DOCUMENT TEXT>

* * * * * * *

Study: Eavesdropping on trout building their nests
Study: Eavesdropping on trout building their nests

Steelhead trout (Oncorhynchus mykiss) stir up the sediment of the river bed when building their spawning pits, thus influencing the composition of the river bed and the transport of sediment. Until now, this process could only be studied visually, irregularly and with great effort in the natural environment of the fish. Now, researchers led by Michael Dietze of the GFZ German Research Centre for Geosciences in Potsdam have used seismic sensors (geophones) to analyze the trout’s nest-building process in detail. The study was published in the journal Earth Surface Processes and Landforms.

To lay their eggs, trout use their caudal fins to dig pits up to three metres long on each side and ten centimetres deep into the river bed. The aim of the researchers was to locate these spawning pits and to analyze the chronological sequence of the construction process. To this end, the researchers set up a network of seismic stations on a 150-meter section of the Mashel River in the US state of Washington. The geophones embedded in the earth are highly sensitive and detect the slightest vibrations in the ground. Small stones moved by the fish caused short frequency pulses in the range of 20 to 100 hertz and could be distinguished from background frequencies of flowing water, raindrops and even the pulses of passing airplanes. “The same signal arrives at each of the stations slightly delayed. This enabled us to determine where the seismic wave was generated,” says Dietze, first author of the study.

The researchers listened to the construction of four spawning pits for almost four weeks from the end of April to the end of May. The geophones revealed that the trout were mostly busy building their nests within eleven days of the measurement period. The fish preferably started at sunrise and were active until early noon, followed by another period in the early evening. The trout dug in the sediment for between one and twenty minutes, typically at two- to three-minute intervals with 50 to 100 tail strokes. This was followed by a break of about the same length.

“Normally, the nest-building behaviour of the trout was recorded only very irregularly, at most weekly. We can now resolve this to the millisecond. In the future, we want to extend the method to the behaviour of other species, for example animals that dig along the banks and destabilize them,” explains Dietze. The new measurement method might support fish and behavioural biology and provide a more accurate picture of the biotic and abiotic contribution of sediment transport in rivers. “Fish can move as much sediment as a normal spring flood. The biological component can therefore play a very important role,” said Dietze.

* * * * * * *

DATA EXTRACT>

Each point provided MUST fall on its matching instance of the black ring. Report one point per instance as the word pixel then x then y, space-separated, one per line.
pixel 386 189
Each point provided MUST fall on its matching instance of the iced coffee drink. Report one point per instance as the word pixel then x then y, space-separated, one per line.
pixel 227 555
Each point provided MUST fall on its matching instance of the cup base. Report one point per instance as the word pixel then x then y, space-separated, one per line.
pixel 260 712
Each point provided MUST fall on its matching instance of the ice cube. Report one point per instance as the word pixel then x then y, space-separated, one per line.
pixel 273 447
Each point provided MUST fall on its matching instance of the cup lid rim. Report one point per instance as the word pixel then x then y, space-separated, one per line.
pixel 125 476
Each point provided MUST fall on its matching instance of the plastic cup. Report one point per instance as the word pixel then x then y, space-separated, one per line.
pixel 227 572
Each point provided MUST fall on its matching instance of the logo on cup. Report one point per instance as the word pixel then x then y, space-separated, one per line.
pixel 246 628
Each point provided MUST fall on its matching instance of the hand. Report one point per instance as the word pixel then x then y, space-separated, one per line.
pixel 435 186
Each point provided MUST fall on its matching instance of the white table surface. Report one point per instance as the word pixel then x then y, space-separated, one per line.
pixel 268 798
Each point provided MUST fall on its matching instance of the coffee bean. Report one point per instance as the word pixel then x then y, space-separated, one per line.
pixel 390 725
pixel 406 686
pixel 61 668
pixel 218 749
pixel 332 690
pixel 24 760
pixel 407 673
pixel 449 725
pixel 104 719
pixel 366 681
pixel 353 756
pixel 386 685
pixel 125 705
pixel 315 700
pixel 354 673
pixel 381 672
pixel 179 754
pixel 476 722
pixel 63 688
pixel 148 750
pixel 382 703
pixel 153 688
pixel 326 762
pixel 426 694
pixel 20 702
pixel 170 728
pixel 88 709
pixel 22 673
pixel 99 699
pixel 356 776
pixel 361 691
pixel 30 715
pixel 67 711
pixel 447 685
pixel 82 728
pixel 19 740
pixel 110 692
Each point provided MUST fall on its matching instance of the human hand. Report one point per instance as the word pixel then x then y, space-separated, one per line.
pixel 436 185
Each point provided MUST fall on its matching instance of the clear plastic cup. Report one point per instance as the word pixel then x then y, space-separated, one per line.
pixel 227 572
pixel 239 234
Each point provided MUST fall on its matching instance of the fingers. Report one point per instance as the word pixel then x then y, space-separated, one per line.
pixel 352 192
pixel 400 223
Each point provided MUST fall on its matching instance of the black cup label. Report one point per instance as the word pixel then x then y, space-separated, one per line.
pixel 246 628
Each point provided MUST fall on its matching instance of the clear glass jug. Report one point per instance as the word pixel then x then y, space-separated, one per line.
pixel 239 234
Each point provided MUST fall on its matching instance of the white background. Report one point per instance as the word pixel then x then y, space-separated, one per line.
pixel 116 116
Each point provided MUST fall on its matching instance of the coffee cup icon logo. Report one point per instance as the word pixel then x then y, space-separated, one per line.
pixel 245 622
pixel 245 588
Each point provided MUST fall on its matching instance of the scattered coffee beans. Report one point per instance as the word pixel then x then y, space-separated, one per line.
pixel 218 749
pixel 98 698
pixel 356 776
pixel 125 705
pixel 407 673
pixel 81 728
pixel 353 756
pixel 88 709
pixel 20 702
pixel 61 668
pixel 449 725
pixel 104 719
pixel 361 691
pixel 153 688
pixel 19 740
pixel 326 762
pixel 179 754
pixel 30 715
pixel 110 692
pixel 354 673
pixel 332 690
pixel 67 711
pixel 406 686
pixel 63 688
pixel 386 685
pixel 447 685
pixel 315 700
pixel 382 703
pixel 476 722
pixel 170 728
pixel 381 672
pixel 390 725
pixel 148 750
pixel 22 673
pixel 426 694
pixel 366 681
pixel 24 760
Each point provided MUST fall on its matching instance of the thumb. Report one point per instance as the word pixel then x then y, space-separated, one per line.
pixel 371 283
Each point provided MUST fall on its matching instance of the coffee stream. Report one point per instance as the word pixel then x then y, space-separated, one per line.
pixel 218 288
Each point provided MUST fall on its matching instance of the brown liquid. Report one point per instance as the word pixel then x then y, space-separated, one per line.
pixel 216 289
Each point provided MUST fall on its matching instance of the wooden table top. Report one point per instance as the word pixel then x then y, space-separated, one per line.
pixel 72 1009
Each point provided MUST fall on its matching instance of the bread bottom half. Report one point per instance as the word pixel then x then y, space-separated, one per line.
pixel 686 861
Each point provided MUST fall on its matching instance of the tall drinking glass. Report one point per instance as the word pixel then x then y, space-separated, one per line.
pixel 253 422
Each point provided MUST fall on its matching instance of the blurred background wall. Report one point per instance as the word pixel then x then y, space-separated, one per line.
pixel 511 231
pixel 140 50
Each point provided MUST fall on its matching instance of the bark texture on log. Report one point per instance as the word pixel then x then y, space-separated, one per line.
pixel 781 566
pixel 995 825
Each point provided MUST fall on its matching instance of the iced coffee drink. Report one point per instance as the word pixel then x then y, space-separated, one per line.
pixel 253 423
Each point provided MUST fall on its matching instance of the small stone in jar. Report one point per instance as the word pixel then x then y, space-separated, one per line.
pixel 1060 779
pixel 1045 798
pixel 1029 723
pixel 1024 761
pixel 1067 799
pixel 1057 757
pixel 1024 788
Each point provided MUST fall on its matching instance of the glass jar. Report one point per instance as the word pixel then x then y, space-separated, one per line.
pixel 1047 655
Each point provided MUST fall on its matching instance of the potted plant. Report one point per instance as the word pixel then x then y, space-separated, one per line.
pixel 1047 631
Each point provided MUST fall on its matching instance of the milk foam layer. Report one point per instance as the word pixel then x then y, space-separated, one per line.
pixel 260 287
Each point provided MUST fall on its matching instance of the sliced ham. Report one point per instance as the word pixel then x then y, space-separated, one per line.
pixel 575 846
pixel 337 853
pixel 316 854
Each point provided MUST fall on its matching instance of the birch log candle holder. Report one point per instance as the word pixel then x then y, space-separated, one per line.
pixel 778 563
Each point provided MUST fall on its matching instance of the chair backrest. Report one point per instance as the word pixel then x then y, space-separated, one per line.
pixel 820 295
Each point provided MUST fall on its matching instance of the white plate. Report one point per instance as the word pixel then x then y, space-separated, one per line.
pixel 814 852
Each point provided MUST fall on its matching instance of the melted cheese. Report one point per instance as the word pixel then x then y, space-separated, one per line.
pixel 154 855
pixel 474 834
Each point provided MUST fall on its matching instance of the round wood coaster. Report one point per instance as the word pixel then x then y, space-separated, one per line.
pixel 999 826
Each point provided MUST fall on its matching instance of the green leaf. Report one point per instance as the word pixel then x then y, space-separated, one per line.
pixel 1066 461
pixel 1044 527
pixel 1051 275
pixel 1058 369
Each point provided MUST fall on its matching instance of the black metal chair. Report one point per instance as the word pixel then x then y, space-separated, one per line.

* * * * * * *

WHAT IS BEING ASKED>
Answer these questions using the trout nest-building study.
1. In which journal was the study published?
2. How deep into the river bed do the trout dig their pits?
3. How many spawning pits did the researchers listen to being built?
The items can be set aside; none of what follows depends on them.

PROBLEM SOLUTION>
1. Earth Surface Processes and Landforms
2. Ten centimeters
3. Four